> **Texto dado**
Não sendo a pessoa mais organizada do mundo e que até nem aprecia rotinas por aí além, tenho o momento das refeições como uma espécie de guia. Tenho de fazer isto e isto até à hora do almoço e mais aquilo e aqueloutro até à hora de jantar. Mesmo em quarentena é o que funciona para mim. E estando mais tempo em casa, sem ter de ir buscar os miúdos à escola, é mais fácil fazer pão e pensar em receitas demoradas.
Também se dá o caso de gostar de comer e beber, claro, por isso é que estou a adorar seguir os menus do Zé e da Inês, no instagram. Como diário da quarentena, parece-me uma ideia assim espectacular!

Dia #21

2.4.20
Hoje foi dia de limpar a casa. Não preciso de dizer mais nada, pois não?
Sim, não arrastei a cama para aspirar, nem limpei o pó, ou lavei a parte de fora das sanitas (cujos autoclismos não funcionam), desde que começou a quarentena. E não tem nada a ver com a falta de tempo, pelos vistos. É a mesma falta de vontade de sempre.
As tarefas domésticas são divididas, obviamente, mas cada qual investe o seu tempo naquilo que acha necessário e fundamental para o bom ambiente familiar. Funciona? Sim, quase sempre.

Dia #20

1.4.20
O Nicolau perguntou-me se eu ainda era jornalista e eu disse que sim. Se ainda tenho a actividade aberta nas finanças, acho que posso dizer que sim, apesar de saber que não sou.

> **Requisito 1**
Segundo o texto, que tarefa ocupou o Dia #21?
> **Requisito 2**
Cite o texto a partir das palavras "Não sendo a" e termine depois de "em receitas demoradas.".
Os registos que se seguem constituem material independente do texto.

> **Dados do exercício**
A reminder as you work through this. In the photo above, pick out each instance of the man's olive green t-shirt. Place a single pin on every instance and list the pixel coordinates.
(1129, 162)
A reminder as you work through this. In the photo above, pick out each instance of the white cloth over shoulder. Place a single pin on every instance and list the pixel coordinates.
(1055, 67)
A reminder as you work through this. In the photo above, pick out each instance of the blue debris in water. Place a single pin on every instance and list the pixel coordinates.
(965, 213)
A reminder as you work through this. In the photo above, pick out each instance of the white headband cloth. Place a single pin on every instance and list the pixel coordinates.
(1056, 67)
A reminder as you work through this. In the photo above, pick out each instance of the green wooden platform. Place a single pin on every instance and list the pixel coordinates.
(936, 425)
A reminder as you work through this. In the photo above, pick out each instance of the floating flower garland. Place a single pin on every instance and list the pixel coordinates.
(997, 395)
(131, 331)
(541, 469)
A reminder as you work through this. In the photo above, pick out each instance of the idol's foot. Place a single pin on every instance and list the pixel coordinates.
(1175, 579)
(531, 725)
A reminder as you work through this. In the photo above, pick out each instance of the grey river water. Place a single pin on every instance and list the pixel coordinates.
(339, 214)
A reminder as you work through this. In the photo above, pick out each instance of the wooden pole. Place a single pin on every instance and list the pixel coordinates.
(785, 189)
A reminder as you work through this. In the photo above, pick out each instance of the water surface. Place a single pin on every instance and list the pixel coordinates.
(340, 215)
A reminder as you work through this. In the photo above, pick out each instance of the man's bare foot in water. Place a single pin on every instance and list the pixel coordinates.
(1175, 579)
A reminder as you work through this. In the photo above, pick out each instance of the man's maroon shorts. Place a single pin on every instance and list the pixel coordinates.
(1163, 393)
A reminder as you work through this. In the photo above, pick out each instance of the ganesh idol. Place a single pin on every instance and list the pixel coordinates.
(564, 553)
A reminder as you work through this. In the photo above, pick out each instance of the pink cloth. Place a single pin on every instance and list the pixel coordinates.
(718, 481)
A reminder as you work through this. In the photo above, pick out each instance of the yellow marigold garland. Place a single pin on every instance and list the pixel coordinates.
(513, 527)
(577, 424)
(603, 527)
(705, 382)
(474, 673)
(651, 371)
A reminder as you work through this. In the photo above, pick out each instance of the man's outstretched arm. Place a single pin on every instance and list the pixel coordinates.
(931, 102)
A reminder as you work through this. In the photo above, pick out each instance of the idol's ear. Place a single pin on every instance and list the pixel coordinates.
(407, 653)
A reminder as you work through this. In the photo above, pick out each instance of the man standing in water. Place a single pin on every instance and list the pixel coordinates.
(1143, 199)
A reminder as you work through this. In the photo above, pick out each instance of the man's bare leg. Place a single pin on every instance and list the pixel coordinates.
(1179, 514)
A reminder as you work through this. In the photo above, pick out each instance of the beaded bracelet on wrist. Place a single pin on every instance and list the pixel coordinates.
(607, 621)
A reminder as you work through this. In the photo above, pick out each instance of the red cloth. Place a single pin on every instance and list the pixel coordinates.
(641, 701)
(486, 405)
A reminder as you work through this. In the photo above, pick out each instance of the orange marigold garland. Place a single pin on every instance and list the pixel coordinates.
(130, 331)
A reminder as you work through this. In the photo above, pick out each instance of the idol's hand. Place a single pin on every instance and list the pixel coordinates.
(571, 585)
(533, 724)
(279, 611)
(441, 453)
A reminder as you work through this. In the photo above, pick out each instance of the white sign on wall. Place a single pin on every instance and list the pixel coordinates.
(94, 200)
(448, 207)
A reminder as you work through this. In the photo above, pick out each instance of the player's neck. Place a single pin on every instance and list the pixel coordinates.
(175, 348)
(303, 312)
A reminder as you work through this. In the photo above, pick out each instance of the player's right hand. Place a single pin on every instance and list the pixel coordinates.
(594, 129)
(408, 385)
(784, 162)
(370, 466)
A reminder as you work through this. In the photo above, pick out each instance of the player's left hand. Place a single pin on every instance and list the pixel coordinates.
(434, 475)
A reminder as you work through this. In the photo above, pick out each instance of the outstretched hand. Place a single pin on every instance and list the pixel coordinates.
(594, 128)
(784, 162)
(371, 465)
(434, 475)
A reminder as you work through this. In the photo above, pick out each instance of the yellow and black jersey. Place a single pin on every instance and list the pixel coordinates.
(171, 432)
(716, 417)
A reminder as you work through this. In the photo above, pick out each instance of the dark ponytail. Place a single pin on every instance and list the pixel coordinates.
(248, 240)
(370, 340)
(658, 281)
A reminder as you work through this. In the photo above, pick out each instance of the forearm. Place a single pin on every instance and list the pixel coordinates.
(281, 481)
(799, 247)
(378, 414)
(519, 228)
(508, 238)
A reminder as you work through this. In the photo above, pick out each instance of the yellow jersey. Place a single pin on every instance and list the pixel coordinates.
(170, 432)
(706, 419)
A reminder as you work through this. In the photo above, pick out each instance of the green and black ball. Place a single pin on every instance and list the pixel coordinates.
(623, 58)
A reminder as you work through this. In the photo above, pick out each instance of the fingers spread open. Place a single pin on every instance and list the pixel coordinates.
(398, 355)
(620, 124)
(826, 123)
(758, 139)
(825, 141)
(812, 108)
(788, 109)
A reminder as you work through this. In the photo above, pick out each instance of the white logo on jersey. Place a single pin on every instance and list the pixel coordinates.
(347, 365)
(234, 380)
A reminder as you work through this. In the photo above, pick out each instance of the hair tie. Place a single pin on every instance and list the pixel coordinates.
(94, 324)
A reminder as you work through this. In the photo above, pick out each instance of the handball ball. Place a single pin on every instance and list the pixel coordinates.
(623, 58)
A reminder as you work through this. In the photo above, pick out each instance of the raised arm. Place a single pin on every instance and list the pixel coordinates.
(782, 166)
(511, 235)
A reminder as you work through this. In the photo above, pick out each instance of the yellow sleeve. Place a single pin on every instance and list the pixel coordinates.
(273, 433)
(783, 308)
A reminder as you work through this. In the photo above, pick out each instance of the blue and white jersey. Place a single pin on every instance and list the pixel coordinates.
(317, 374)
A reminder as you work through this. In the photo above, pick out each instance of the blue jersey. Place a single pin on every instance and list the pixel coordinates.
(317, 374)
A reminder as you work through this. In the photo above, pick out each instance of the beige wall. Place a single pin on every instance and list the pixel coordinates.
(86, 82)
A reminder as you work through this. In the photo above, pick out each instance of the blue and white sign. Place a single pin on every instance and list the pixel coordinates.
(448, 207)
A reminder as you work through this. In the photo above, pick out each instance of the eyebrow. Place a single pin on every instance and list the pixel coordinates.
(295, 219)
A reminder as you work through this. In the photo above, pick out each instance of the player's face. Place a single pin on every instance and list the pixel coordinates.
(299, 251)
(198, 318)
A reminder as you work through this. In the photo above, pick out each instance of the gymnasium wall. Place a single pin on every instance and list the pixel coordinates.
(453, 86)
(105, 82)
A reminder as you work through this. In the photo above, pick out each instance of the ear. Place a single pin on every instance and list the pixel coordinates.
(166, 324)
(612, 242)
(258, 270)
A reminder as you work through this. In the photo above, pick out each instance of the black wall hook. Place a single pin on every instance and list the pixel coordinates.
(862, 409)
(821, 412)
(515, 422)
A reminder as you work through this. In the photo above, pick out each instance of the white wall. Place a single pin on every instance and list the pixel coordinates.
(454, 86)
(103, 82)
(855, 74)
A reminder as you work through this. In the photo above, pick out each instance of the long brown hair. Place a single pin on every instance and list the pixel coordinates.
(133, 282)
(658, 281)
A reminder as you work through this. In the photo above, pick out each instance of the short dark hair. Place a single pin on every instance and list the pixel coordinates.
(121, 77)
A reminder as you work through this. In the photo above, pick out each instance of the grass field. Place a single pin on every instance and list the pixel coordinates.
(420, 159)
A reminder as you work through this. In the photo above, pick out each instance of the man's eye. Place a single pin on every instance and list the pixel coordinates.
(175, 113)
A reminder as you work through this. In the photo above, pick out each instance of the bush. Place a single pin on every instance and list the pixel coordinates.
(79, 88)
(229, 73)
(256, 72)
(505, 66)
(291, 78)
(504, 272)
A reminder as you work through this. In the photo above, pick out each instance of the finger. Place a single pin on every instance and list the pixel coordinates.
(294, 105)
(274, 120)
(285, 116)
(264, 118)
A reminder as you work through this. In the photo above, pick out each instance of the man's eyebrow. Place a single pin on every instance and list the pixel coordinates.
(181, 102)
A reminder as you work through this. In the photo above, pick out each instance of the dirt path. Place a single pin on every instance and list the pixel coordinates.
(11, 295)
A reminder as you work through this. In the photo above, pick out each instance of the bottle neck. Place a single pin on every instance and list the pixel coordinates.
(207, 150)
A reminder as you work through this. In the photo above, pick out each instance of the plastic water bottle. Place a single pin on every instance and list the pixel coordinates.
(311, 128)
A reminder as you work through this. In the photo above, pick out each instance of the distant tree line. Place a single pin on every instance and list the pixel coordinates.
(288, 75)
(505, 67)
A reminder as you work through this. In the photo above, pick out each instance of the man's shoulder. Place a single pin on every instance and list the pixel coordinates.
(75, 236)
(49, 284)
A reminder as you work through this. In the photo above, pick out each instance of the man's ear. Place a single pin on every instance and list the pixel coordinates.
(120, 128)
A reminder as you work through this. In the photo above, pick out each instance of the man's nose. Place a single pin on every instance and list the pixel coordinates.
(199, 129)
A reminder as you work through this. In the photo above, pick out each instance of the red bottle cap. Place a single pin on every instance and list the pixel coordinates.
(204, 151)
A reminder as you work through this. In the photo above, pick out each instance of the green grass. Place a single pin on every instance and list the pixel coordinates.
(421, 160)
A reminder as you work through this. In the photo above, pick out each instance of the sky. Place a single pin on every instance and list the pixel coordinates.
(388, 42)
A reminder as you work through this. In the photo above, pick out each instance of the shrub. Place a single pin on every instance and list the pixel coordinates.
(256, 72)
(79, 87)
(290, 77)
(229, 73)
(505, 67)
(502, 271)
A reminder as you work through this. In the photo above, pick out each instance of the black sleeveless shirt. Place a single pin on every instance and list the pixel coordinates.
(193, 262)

> **Resposta 1**
Limpar a casa.

> **Resposta 2**
Não sendo a pessoa mais organizada do mundo e que até nem aprecia rotinas por aí além, tenho o momento das refeições como uma espécie de guia. Tenho de fazer isto e isto até à hora do almoço e mais aquilo e aqueloutro até à hora de jantar. Mesmo em quarentena é o que funciona para mim. E estando mais tempo em casa, sem ter de ir buscar os miúdos à escola, é mais fácil fazer pão e pensar em receitas demoradas.